• _RECORDS TO PROCESS_:

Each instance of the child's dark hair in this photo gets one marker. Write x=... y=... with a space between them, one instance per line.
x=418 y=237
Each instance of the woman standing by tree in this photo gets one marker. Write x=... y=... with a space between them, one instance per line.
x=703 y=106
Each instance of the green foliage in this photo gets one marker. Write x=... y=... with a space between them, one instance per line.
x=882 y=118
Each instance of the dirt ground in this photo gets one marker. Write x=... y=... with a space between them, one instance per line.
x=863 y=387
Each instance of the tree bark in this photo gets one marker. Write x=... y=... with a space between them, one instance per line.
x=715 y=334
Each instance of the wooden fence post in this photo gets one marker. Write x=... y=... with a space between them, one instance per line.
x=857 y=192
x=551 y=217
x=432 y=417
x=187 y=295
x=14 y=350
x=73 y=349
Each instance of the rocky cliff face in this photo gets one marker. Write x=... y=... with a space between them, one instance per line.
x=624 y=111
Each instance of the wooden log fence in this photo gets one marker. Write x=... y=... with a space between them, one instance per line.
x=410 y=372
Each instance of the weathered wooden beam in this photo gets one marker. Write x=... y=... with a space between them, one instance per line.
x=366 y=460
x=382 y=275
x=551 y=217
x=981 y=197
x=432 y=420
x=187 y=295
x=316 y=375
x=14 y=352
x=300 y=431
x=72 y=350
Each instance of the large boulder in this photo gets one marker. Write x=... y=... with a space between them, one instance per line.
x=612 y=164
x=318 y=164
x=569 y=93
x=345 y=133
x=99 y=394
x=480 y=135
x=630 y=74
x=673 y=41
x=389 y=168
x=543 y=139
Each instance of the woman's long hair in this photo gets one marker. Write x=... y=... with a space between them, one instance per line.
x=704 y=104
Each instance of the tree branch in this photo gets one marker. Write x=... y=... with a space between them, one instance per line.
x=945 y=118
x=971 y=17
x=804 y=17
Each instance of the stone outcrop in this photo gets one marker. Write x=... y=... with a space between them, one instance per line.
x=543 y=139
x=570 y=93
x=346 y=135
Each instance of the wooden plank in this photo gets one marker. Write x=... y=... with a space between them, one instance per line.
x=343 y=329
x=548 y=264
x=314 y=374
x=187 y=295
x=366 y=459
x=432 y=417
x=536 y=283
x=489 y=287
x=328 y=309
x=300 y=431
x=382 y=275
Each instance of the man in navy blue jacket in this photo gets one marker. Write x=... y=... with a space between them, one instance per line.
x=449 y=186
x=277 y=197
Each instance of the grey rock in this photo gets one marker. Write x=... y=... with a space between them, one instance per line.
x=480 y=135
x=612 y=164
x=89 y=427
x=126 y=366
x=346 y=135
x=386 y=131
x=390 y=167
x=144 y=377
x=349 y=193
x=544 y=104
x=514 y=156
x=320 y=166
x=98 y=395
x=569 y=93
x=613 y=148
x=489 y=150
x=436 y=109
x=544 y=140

• _EXERCISE DESCRIPTION_:
Could you rescale the lines from the first one above through the line holding "x=882 y=118", inclusive, and write out every one of those lines? Multiply each x and y coordinate by 1.15, round it to a whole number with halves going up, and leave all other text unchanged.

• _COMPLETE RESPONSE_:
Each instance of the child's dark hair in this photo gets one marker. Write x=... y=... with a space between them, one instance per line.
x=481 y=273
Each instance of the woman standing by tree in this photo gets one marker. Write x=... y=... with a space between them, one instance per line.
x=808 y=122
Each instance of the green foliage in this photo gets one marker. Write x=... y=... with a space between them, one instance per line.
x=1014 y=136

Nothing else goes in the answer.